_Material provided_:
▬▬▬▬▬▬
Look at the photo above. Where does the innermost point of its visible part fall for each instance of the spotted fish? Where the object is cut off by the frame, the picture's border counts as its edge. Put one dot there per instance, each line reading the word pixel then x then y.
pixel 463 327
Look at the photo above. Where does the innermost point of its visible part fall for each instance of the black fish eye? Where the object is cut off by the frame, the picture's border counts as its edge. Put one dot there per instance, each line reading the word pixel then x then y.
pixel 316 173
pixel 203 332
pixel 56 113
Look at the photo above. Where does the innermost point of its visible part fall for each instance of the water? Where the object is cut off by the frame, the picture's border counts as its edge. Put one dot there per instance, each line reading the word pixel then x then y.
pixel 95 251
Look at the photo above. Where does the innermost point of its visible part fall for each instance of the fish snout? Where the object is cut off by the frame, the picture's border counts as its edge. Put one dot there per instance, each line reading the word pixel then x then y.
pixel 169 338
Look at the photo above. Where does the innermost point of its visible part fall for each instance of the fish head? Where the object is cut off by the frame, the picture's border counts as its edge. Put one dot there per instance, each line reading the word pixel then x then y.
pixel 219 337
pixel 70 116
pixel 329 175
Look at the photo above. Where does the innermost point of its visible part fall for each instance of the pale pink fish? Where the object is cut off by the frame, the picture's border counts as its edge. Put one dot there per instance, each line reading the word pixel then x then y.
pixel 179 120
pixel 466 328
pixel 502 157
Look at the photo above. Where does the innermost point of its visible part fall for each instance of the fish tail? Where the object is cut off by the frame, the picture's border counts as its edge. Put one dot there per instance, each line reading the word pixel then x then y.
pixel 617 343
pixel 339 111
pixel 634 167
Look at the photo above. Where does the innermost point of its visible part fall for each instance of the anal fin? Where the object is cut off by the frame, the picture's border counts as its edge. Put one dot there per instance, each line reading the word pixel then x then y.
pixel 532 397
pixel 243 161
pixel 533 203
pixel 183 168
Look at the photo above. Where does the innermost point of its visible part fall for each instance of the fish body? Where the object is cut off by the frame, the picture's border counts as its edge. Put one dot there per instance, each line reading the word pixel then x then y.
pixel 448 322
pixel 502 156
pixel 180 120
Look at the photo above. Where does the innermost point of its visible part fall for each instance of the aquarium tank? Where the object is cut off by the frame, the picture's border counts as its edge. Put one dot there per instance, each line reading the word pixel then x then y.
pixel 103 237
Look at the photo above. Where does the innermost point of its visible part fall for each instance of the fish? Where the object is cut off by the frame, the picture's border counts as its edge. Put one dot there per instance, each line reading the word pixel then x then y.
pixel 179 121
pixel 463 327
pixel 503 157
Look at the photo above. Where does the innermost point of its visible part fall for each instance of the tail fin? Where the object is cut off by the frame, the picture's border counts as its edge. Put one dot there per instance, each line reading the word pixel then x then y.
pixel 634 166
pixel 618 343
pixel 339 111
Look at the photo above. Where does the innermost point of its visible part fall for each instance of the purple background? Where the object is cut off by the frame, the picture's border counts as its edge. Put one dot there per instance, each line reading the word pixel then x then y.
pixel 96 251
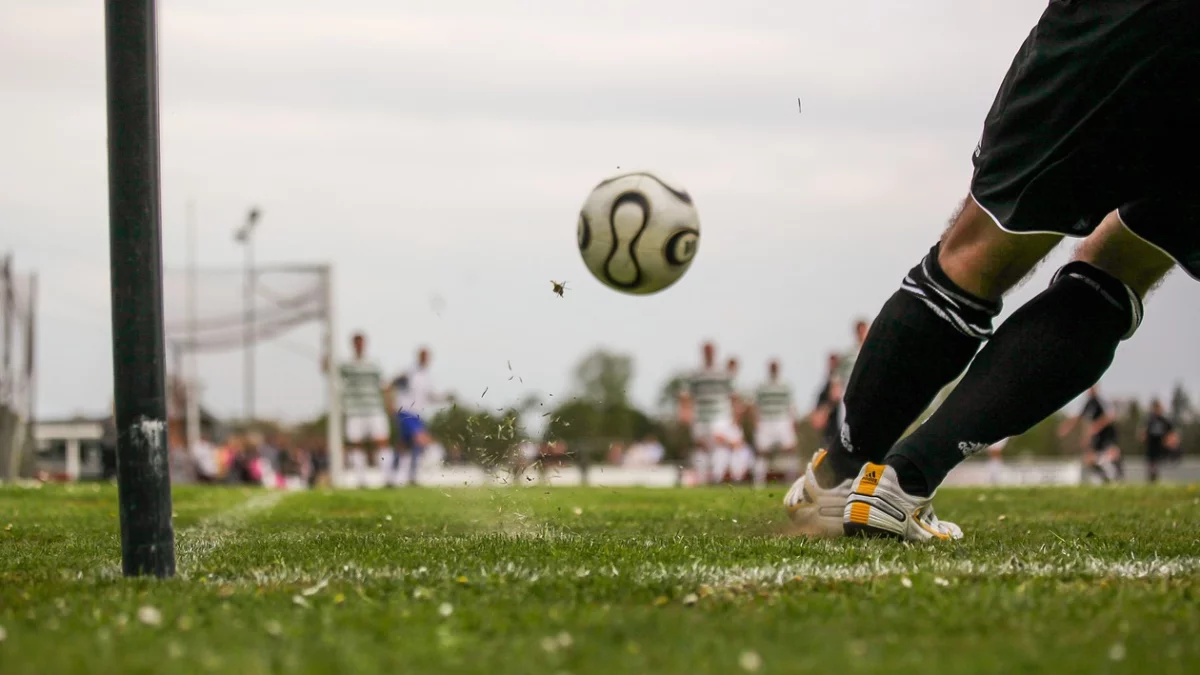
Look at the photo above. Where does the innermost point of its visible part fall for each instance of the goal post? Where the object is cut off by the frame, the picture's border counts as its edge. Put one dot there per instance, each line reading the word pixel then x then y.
pixel 18 372
pixel 208 312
▬▬▬▬▬▬
_Work required_: In the answer, all of the material should appear exactly as given, with no picture carried over.

_Exercise solution_:
Look at the photo above. Where does the innermost point of its visible part fall for each instance of the spotted fish? Where the object is cut off by the frame, the picture's border counts as its edge. Put one dot there per instance, each line reading the word pixel then x then y.
pixel 463 327
Look at the photo above. Where does the innermost point of its visible part fall for each instance of the black fish eye? Where the object is cut off by the frame, the picture's border counts as its edge. Put one dot there per instance, each line reading the word pixel then x then y.
pixel 316 173
pixel 203 332
pixel 56 113
Look at the photo above. Where does the innermost point of its visible part fall for each instance of the water? Where the object is cut off by the frame, the picture's border counts as its edge. Put one dot there per instance, each line reading the word pixel then x then y.
pixel 95 251
Look at the photo above. Where does the innermost point of its visible part fall for each instance of the fish snout? Where the object is cut off by the frame, the picture's border counts as its edge. Put one dot there per instance, each line reading the word pixel then x then y.
pixel 169 338
Look at the photo above. Where does the innermost point of its visible part fall for each instance of the fish head? Where the object is cut off by the frame, the picture's border counts as its edge. Put one dot there per instance, each line reading the word pixel then x then y.
pixel 219 337
pixel 70 116
pixel 329 175
Look at the photo above. Where does the innermost point of its visible part fall for each instance of the pale pink fish? Where the object is cut off by the frame, the picture's border counts as its edge. Put one dot there per instance, each line reading the word pixel then x then y.
pixel 179 120
pixel 466 328
pixel 502 157
Look at the photo above. Where does the innermost point of its visible part fall for each instance of the fish tail? Where the object is cut off by the frame, the picture's border counts as its edge. Put one dot there per instance, each line reading the word pixel then x then y.
pixel 617 343
pixel 339 111
pixel 634 167
Look at the photo above. Where does the innermost point of its visible part fall for each instance of the anal fin? Where the object is cut off by the frame, the picture's border counts as its edge. Put one dot there per instance, each line reading the word pixel then x then y.
pixel 532 397
pixel 243 161
pixel 533 203
pixel 183 168
Look at the photo above. Where does the innermost point of its visible part fall for each instance of the fish body? Where the object is cut off by the frame, the picture's border counts as its edge. Put one dot there per instance, each line reading the word pixel then x then y.
pixel 448 322
pixel 502 156
pixel 180 120
Look at the photo above. Where does the innermost point of its visible part fall for each instance of the aquarium tank? Where the object is cut off by the frame, the picture's border counts as its edge. Put one dot there per instance, each line reading the word pixel then x then y.
pixel 103 237
Look at the photo above. Where does the innermost point of its visible part fall for each instance of the fish? Where the object is cut off by the frame, the picture's border counts as its edge. Put one dot there per instance, each line reading the word pixel then x then y.
pixel 179 121
pixel 463 327
pixel 503 157
Look at the photo above. Where does the innermost point of its visible part fall for each instance of the tail fin? Where the object is cut off by the frame, the picture's border counts as its edge. Put one dot there per instance, each line reading the word pixel then x then y.
pixel 634 166
pixel 618 343
pixel 339 111
Look at the photo above. Where does the innermost point of its visible part fall for each instance of the purple background? Where the object is cut off by the frame, the picture's border counts as its edge. Put one dot there per instance, each line reading the word pixel then x then y.
pixel 96 251
Look at the photo above. Where does the innermost point of its visible part fall for each instance of the goal post? Where the object is cut off by the frame, the picture's border counts as its edge. Put one dot there per instance, each line reading the word pixel then x then y.
pixel 18 372
pixel 208 312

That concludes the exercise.